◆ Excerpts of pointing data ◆
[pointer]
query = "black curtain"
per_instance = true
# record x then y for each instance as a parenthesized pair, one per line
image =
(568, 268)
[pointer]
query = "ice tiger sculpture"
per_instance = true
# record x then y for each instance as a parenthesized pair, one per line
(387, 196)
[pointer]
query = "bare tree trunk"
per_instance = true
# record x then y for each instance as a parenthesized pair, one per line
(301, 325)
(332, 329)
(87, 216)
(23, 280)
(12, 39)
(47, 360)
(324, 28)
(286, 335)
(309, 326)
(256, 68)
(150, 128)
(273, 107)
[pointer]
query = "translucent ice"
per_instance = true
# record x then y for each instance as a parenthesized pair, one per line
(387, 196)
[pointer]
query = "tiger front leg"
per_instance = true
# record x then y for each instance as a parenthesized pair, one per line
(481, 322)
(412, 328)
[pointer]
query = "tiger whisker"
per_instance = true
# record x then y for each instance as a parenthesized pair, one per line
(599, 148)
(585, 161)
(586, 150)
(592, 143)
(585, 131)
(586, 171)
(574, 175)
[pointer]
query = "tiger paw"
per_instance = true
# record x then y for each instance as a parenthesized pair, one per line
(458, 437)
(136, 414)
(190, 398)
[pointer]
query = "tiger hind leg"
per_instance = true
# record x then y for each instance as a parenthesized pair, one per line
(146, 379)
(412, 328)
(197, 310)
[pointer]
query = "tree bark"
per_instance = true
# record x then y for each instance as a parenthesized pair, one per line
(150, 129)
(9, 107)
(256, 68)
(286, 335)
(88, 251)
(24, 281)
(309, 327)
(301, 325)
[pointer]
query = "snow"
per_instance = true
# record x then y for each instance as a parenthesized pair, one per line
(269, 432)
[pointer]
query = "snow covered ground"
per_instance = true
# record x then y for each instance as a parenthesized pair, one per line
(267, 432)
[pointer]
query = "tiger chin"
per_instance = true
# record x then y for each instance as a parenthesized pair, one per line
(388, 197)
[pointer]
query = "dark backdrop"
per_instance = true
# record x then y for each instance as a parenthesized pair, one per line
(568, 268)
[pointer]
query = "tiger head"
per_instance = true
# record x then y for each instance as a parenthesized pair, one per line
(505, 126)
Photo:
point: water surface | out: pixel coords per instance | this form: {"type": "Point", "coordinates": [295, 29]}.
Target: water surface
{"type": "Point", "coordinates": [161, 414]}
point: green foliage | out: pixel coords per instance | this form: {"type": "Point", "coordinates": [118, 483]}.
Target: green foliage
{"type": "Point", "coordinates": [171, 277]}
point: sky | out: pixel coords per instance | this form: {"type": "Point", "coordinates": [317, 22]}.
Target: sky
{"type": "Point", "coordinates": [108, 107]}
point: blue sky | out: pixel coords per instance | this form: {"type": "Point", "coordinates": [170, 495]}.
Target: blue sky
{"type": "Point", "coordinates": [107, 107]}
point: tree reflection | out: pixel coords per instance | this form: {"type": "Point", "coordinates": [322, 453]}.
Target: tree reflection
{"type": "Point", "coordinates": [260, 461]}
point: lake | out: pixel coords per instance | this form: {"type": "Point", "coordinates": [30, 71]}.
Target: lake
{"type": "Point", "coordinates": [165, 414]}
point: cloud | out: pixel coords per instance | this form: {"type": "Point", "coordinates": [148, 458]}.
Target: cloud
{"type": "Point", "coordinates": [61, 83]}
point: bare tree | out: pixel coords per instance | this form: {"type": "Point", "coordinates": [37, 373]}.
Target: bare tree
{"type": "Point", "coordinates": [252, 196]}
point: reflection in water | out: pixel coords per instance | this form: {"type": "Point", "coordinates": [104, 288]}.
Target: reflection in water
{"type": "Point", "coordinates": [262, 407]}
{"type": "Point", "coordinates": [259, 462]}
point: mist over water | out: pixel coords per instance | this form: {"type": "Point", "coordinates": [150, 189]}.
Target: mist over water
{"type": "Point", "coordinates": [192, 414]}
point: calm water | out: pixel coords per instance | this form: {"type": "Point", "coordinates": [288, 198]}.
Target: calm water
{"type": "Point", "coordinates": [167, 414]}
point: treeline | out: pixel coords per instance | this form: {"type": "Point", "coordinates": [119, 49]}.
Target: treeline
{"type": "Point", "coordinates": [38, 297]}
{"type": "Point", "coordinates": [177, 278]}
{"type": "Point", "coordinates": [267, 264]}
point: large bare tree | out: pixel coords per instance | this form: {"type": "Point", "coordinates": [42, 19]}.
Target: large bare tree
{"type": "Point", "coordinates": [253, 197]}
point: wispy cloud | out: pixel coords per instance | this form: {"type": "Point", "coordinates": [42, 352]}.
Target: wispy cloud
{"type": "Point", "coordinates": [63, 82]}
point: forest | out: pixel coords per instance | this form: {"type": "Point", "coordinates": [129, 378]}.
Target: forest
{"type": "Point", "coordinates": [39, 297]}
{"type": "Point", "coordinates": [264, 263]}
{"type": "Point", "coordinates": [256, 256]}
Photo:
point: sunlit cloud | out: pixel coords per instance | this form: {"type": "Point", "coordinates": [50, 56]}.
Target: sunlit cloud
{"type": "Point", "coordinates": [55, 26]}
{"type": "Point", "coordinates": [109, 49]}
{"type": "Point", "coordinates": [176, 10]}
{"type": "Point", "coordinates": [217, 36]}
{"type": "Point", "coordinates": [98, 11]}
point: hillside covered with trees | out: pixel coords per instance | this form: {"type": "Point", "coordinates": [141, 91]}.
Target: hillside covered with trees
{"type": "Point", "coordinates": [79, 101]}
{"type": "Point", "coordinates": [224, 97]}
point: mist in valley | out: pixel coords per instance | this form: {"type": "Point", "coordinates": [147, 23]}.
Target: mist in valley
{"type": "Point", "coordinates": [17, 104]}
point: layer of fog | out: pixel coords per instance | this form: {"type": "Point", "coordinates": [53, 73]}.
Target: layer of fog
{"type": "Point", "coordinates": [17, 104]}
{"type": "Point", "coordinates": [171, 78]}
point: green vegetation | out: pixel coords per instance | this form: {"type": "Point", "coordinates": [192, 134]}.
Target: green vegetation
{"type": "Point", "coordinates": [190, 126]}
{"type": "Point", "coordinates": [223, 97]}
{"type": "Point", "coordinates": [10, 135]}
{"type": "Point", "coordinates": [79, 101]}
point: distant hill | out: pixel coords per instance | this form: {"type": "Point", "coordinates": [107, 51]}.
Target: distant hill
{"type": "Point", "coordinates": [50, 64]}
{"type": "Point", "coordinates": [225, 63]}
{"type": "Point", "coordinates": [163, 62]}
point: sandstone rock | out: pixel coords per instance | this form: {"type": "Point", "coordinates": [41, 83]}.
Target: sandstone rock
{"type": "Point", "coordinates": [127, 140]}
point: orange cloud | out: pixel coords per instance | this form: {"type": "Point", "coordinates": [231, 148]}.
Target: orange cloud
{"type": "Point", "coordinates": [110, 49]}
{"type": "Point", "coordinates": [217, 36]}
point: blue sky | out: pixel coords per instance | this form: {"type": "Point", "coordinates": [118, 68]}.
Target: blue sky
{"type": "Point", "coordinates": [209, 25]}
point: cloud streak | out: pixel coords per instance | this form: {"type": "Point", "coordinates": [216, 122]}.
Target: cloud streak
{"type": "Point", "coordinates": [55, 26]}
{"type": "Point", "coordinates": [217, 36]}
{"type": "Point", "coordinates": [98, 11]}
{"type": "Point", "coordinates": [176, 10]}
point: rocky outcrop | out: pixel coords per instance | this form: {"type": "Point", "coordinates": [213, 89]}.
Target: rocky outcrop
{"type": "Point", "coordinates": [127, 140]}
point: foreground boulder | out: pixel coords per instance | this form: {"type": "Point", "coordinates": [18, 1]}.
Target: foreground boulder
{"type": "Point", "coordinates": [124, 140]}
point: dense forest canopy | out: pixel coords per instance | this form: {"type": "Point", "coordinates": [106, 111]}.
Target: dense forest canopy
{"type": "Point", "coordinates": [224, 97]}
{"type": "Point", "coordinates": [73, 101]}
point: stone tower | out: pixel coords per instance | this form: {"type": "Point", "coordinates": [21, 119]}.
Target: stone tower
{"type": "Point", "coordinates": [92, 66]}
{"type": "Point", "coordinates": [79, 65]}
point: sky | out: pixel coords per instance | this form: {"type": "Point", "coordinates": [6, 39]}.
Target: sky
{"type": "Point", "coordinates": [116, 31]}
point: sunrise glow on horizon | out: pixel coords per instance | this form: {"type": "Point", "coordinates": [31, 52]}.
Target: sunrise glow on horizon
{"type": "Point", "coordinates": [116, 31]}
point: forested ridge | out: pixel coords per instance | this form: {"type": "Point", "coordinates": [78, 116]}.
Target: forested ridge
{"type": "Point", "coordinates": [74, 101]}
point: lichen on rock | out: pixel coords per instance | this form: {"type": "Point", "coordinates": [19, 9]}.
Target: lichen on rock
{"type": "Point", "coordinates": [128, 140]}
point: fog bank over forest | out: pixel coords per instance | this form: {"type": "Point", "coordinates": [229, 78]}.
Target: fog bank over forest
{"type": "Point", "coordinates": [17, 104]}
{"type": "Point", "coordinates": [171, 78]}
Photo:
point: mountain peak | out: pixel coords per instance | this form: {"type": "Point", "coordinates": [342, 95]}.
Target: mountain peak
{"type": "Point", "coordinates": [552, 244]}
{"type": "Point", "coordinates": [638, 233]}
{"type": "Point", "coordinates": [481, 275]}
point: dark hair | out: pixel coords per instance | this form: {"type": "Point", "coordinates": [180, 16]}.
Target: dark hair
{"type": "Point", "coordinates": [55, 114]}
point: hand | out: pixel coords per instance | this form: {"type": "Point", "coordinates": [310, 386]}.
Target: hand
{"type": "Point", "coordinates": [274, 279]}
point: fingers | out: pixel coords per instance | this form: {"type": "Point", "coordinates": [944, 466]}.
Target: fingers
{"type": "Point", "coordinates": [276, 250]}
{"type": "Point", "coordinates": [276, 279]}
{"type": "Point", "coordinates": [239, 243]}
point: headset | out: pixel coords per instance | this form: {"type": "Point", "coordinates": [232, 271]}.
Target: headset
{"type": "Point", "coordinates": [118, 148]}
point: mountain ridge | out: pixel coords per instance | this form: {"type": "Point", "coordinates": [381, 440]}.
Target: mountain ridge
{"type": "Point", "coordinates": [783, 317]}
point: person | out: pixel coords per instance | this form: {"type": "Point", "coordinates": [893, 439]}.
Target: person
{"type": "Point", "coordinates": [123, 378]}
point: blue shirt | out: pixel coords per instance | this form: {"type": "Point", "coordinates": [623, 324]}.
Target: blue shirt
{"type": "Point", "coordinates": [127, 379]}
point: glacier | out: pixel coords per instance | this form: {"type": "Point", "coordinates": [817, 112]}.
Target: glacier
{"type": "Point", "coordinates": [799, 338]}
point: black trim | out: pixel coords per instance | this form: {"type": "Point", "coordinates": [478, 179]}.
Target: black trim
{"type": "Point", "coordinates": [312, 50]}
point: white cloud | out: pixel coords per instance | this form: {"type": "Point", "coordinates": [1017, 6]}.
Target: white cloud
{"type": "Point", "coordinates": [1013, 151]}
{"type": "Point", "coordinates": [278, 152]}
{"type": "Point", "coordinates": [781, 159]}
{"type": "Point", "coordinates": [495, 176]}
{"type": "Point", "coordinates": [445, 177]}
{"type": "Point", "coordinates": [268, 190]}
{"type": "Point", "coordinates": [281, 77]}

◆ Task directions ◆
Take the line with "point: black trim" and all lines after it to the last line, and reproduce them exactly.

◆ Solution to the problem ◆
point: black trim | out: pixel coords per instance | this form: {"type": "Point", "coordinates": [478, 179]}.
Target: black trim
{"type": "Point", "coordinates": [312, 50]}
point: white cloud | out: pixel coords per instance | this form: {"type": "Point", "coordinates": [1017, 6]}.
Target: white cloud
{"type": "Point", "coordinates": [1013, 151]}
{"type": "Point", "coordinates": [278, 152]}
{"type": "Point", "coordinates": [781, 159]}
{"type": "Point", "coordinates": [495, 176]}
{"type": "Point", "coordinates": [445, 177]}
{"type": "Point", "coordinates": [268, 190]}
{"type": "Point", "coordinates": [281, 77]}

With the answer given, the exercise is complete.